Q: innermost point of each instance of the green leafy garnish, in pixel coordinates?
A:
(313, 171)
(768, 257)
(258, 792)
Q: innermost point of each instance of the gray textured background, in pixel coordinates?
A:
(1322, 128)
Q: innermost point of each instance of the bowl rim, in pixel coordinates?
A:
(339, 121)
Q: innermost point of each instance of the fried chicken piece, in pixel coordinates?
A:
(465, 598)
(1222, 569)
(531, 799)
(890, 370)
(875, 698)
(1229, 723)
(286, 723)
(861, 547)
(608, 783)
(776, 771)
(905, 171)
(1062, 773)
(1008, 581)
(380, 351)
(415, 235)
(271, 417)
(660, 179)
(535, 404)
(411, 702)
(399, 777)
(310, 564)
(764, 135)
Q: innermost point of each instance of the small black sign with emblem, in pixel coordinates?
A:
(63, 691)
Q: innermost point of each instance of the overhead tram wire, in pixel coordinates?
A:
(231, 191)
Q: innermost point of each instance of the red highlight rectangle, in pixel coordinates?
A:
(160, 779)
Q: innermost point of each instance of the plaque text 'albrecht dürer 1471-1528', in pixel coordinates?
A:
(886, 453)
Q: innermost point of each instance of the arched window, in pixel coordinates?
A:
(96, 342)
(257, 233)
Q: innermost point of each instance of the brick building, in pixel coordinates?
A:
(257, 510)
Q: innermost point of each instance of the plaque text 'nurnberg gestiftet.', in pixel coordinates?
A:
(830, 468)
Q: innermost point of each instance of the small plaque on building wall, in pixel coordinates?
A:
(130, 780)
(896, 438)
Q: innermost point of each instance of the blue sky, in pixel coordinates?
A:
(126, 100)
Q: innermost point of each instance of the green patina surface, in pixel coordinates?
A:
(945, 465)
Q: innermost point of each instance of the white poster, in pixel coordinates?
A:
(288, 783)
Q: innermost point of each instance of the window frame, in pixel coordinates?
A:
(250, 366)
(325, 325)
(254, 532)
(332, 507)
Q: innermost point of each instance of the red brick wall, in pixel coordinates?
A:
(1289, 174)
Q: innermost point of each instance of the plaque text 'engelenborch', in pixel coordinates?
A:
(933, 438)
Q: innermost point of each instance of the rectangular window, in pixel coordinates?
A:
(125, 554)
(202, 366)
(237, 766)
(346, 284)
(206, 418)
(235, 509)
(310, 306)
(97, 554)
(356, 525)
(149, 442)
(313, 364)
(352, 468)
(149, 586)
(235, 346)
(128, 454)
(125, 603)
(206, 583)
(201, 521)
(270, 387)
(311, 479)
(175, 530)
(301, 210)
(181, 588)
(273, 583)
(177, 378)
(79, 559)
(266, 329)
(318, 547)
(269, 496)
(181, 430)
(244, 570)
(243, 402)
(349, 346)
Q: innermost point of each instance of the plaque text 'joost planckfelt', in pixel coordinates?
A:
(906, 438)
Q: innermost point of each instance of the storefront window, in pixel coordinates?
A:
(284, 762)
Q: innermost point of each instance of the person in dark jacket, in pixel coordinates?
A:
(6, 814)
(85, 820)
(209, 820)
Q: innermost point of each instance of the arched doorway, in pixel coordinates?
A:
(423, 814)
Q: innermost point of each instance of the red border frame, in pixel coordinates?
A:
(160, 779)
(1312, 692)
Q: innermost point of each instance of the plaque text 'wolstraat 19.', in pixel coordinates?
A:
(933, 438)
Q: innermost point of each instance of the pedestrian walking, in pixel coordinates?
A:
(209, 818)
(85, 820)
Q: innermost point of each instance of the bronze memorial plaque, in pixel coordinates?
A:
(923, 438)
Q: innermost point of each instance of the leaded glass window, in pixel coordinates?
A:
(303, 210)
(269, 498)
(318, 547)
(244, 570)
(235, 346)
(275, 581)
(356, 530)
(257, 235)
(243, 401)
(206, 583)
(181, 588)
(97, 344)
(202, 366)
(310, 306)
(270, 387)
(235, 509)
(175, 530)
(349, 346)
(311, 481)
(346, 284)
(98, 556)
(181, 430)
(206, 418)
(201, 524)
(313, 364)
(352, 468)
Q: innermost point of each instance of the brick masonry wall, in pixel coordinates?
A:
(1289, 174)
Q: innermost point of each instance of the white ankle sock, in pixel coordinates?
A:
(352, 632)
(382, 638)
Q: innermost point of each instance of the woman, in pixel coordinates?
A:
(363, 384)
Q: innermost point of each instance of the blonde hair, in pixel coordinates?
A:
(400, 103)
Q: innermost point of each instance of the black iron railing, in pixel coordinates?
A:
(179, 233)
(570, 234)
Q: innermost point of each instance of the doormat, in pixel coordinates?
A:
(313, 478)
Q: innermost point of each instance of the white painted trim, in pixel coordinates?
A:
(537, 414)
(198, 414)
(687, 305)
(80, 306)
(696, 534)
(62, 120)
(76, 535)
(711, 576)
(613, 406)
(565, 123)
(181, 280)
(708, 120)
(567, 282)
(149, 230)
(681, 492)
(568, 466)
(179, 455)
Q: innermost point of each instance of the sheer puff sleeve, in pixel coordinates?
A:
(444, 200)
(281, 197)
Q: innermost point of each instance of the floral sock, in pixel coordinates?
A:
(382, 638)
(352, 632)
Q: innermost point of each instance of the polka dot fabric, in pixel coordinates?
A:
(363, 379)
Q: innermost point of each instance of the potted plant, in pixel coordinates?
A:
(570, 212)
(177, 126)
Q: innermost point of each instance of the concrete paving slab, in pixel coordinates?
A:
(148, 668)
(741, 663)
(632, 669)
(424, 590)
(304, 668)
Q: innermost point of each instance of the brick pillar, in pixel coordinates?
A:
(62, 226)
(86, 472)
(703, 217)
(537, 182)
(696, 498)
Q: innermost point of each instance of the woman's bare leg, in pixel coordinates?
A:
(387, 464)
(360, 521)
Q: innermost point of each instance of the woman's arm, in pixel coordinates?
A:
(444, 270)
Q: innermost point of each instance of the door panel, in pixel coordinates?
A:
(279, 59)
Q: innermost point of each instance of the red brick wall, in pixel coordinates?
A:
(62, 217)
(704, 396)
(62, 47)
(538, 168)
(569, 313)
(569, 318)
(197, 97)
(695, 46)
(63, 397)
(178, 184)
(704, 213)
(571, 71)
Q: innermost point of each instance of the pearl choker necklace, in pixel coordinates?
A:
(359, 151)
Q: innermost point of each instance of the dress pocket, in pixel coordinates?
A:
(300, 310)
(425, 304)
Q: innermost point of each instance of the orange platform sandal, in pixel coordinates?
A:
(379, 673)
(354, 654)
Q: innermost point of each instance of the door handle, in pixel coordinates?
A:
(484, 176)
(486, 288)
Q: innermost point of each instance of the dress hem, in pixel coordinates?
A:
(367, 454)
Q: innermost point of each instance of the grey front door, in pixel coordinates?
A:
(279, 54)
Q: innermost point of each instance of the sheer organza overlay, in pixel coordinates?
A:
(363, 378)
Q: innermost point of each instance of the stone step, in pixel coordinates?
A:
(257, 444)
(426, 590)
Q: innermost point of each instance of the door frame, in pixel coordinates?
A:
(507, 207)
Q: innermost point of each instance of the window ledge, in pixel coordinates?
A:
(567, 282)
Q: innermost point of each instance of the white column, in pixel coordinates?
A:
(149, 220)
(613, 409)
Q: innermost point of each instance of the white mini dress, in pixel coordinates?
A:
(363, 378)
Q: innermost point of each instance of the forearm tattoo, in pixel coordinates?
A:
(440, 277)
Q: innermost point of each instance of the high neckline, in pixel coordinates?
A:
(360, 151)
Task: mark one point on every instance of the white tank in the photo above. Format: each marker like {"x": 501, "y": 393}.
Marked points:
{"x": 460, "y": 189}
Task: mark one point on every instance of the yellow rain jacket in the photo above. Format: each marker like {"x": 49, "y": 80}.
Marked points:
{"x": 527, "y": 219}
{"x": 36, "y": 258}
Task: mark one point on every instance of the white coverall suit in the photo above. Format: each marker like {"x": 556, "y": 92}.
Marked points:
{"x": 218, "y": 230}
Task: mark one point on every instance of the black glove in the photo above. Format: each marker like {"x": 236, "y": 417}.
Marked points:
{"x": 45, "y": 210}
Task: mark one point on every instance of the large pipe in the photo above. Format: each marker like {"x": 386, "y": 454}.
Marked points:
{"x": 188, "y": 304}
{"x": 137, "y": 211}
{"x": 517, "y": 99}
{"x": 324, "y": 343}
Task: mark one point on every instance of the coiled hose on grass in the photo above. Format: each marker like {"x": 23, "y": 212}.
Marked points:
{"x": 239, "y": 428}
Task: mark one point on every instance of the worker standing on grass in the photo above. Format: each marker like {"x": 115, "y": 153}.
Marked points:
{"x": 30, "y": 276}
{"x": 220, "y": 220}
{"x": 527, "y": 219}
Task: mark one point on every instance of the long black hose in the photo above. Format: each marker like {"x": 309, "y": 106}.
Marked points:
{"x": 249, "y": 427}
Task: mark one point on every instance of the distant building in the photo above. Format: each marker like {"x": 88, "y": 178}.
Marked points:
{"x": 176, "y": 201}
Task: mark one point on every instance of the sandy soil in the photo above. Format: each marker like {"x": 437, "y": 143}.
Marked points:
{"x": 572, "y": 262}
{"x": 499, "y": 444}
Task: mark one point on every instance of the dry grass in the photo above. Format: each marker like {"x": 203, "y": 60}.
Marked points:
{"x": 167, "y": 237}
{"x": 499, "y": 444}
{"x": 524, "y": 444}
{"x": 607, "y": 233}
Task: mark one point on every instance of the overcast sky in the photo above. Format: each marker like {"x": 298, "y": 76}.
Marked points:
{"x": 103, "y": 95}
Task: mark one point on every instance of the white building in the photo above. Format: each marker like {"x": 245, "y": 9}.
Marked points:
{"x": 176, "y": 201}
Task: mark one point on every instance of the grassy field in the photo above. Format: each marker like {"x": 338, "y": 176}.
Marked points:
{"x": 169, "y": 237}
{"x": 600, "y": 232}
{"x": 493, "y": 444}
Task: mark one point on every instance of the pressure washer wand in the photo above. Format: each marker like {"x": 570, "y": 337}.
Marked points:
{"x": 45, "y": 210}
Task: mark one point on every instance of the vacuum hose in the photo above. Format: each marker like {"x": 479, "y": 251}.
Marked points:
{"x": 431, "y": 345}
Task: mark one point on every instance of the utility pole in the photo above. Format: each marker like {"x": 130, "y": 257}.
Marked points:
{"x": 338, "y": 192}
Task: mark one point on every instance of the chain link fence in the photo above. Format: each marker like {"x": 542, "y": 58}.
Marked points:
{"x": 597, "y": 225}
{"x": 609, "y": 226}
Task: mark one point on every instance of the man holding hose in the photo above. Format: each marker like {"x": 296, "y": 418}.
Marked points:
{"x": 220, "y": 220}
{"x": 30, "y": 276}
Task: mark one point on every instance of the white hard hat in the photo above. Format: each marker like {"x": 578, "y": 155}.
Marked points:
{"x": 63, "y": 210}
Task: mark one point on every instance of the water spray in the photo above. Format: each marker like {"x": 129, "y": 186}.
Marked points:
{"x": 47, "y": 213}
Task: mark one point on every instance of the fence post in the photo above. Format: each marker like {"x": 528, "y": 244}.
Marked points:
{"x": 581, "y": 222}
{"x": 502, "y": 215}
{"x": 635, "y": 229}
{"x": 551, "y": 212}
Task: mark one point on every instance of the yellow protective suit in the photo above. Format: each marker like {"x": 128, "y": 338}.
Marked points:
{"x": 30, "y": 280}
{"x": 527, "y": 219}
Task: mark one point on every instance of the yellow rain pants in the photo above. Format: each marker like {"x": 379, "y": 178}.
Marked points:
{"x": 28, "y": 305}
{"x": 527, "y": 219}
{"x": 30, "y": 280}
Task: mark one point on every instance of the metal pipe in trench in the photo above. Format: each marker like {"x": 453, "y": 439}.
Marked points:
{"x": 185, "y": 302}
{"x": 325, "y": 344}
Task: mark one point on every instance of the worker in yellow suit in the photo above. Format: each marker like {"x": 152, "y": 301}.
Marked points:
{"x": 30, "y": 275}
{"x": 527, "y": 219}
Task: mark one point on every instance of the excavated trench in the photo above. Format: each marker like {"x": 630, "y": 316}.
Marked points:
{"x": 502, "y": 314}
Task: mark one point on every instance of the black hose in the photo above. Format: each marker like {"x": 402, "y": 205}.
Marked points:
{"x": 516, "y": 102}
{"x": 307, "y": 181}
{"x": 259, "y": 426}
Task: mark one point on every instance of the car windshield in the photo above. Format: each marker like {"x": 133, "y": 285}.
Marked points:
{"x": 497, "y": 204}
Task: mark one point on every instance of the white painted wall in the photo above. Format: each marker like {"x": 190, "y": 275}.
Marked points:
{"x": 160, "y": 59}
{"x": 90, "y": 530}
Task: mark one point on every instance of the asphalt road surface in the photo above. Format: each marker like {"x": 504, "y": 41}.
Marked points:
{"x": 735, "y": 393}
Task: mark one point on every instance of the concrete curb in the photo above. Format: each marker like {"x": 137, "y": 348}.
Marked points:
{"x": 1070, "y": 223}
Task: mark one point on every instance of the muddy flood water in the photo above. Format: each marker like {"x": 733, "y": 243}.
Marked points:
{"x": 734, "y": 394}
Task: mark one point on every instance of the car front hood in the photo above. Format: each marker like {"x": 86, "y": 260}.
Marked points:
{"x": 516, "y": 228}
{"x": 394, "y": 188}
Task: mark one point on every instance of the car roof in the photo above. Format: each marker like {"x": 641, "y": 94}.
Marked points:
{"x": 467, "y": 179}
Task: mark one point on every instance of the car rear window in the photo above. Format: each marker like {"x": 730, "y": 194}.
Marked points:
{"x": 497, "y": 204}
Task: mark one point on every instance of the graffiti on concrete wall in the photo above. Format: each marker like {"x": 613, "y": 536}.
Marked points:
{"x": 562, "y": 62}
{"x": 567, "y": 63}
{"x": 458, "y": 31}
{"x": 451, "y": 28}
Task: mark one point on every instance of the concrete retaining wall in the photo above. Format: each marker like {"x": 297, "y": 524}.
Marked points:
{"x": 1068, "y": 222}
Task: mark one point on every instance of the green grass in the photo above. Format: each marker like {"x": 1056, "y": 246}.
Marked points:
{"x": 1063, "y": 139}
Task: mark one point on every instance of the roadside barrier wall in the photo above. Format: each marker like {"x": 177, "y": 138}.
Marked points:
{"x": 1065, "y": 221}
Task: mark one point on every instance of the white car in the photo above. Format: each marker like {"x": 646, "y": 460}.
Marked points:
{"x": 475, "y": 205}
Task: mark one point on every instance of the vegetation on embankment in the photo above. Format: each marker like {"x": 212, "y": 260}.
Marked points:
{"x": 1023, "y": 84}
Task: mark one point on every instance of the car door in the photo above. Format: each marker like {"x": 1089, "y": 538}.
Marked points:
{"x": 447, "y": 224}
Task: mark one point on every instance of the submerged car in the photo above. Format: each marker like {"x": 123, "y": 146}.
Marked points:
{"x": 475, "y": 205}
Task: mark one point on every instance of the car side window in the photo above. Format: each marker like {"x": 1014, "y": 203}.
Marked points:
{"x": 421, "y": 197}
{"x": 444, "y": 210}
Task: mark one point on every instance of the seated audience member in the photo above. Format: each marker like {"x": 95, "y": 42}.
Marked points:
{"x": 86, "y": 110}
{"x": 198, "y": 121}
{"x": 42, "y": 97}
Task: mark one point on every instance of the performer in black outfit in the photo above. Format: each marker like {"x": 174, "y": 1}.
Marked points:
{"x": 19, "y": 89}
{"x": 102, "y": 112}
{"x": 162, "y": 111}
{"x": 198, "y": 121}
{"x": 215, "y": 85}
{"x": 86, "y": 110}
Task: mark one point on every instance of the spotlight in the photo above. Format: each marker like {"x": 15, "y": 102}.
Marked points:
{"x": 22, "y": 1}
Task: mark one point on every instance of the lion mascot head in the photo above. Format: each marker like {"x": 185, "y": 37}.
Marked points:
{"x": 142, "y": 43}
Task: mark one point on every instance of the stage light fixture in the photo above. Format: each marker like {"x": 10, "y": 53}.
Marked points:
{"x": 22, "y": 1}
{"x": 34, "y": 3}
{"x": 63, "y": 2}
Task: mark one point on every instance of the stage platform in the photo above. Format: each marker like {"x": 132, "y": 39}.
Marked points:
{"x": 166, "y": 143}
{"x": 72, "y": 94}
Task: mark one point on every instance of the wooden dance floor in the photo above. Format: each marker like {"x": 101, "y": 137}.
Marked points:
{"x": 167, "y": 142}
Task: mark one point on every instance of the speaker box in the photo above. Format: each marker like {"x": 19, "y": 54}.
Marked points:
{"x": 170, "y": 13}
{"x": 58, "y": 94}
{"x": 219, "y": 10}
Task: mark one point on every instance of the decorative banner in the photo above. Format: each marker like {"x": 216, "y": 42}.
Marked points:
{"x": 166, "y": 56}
________________________________________
*What is required*
Apply a filter for "trench" to the data above, then copy each line that matches.

*Exercise response*
Task: mark one point on every instance of the metal pipe in trench in the photo above. Format: each marker like {"x": 453, "y": 439}.
Task: mark one point on every instance of the excavated trench in the photo above. Format: each marker like {"x": 630, "y": 316}.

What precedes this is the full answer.